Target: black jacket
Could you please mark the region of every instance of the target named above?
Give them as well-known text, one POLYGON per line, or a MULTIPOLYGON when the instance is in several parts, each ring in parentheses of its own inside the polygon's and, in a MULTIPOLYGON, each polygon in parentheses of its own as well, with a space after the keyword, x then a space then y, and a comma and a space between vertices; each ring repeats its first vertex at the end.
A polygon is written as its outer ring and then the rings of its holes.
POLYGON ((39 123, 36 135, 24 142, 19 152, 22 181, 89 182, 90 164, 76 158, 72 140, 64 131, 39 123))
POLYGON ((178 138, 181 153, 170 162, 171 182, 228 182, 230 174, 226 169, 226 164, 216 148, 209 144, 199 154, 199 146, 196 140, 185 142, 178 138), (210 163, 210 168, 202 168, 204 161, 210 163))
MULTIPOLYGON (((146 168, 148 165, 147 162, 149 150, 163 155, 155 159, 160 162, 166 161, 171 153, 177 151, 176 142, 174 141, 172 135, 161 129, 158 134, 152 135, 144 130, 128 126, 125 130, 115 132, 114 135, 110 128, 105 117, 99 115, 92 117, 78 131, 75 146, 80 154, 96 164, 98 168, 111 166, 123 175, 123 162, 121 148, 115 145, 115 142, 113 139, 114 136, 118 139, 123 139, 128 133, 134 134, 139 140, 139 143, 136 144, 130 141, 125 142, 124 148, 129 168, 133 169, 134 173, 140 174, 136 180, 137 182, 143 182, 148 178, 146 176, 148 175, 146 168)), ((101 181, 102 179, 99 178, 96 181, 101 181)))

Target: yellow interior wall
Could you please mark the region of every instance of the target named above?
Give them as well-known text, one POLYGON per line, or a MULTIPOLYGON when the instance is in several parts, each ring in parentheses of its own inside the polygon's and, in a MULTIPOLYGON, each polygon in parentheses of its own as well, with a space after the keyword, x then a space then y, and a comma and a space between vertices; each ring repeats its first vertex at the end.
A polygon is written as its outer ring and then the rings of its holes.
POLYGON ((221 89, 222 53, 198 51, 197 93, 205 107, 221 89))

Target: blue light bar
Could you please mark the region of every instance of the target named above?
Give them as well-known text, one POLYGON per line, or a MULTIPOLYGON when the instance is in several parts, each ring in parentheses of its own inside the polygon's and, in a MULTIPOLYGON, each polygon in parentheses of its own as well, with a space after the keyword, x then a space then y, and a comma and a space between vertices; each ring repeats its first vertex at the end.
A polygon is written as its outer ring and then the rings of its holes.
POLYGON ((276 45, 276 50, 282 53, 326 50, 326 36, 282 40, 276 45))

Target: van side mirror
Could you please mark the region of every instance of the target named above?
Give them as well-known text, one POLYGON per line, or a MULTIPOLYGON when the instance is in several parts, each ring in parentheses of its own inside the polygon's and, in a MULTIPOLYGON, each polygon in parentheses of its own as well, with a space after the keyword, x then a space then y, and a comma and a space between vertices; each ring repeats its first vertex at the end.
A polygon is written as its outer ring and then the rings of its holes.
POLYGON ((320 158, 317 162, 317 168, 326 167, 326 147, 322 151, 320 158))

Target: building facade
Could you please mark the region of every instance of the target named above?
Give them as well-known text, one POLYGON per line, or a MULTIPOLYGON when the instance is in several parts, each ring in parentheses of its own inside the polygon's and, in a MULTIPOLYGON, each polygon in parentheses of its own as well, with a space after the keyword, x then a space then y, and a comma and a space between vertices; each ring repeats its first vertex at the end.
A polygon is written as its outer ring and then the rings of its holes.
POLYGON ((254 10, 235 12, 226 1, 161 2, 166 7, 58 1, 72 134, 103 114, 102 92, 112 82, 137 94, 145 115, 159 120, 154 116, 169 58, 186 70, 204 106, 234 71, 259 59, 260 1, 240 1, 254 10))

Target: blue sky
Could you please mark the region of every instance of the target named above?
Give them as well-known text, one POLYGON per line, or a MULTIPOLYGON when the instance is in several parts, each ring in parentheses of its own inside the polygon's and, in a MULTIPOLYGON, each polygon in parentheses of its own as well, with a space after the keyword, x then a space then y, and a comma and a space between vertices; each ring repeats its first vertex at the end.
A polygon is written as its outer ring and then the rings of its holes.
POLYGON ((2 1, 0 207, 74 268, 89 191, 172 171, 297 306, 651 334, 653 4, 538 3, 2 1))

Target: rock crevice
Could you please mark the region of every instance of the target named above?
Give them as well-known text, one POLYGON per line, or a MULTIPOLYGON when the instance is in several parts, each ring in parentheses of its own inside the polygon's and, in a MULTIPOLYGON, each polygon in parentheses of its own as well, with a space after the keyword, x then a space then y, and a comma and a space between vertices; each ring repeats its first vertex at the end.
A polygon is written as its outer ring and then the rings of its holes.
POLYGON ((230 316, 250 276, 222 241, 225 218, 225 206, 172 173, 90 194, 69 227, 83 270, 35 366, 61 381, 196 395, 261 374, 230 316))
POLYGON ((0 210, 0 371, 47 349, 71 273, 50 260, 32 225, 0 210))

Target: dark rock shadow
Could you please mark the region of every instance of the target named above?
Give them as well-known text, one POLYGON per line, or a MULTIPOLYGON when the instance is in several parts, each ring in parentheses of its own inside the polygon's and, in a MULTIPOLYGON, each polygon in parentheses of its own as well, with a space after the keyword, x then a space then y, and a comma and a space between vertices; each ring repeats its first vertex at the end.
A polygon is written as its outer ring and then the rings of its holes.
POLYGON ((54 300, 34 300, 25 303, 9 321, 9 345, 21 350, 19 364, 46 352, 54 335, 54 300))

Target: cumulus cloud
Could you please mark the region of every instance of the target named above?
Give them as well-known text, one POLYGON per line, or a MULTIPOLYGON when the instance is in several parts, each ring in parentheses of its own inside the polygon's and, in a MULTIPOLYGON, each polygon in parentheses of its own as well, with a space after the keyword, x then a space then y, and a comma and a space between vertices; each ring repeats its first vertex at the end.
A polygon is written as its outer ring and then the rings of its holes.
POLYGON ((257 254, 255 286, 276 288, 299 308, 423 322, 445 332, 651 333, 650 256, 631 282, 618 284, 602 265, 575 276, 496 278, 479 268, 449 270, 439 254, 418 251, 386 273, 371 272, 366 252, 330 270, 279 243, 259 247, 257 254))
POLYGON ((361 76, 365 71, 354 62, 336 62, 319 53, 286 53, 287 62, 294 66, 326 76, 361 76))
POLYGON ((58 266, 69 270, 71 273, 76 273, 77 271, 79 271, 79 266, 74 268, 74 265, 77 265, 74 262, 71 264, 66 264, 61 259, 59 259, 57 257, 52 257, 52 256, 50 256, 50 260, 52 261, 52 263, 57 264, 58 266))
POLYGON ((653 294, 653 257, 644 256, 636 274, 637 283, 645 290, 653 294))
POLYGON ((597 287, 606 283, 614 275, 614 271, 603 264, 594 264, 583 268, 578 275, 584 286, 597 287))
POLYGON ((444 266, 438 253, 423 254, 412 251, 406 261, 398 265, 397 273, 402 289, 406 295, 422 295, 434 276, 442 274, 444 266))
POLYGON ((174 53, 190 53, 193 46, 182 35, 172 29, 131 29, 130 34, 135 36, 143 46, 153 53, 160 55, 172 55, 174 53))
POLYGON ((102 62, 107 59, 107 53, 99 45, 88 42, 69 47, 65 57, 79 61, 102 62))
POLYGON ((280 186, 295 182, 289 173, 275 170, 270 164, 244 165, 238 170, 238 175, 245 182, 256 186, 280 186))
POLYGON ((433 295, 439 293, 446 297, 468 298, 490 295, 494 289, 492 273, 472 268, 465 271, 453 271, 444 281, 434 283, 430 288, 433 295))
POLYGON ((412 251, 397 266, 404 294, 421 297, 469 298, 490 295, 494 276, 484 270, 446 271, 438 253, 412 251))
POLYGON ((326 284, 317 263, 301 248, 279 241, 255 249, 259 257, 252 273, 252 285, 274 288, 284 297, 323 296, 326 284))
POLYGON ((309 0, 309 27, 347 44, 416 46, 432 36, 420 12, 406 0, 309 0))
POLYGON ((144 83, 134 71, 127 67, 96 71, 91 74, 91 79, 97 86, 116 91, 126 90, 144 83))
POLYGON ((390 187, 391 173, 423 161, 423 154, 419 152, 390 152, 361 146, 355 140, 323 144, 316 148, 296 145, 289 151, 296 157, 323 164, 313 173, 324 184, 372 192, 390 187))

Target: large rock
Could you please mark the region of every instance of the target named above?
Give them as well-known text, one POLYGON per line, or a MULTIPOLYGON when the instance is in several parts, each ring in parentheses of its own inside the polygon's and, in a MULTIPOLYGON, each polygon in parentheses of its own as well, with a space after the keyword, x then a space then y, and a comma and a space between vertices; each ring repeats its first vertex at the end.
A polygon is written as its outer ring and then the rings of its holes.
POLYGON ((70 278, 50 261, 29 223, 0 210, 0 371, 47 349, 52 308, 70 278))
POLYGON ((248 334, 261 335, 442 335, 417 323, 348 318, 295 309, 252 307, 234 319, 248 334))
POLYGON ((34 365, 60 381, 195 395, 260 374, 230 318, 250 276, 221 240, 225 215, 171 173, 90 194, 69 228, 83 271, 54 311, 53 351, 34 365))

== == ==

GIVEN INSTRUCTION =>
Give the lines as a JSON list of strings, one per line with blank lines left out, starting at the line that contains "Target: yellow interior wall" and ending after the line that contains "POLYGON ((221 89, 222".

ANSWER IN FULL =>
[
  "Target: yellow interior wall",
  "Could you please mark the region of every instance of the target named above?",
  "Give them as well-known text, one POLYGON per line, or a MULTIPOLYGON when the instance is in several parts, each ring in parentheses of its own inside the polygon's and, in a MULTIPOLYGON, each polygon in parentheses of its own as well, with a space after the keyword, x then a space then y, and a comma and a space between vertices; each ring repeats its first vertex at the end.",
  "A polygon is written as its outer ring and then the rings of its holes.",
  "POLYGON ((221 89, 222 53, 198 51, 197 93, 205 107, 221 89))"
]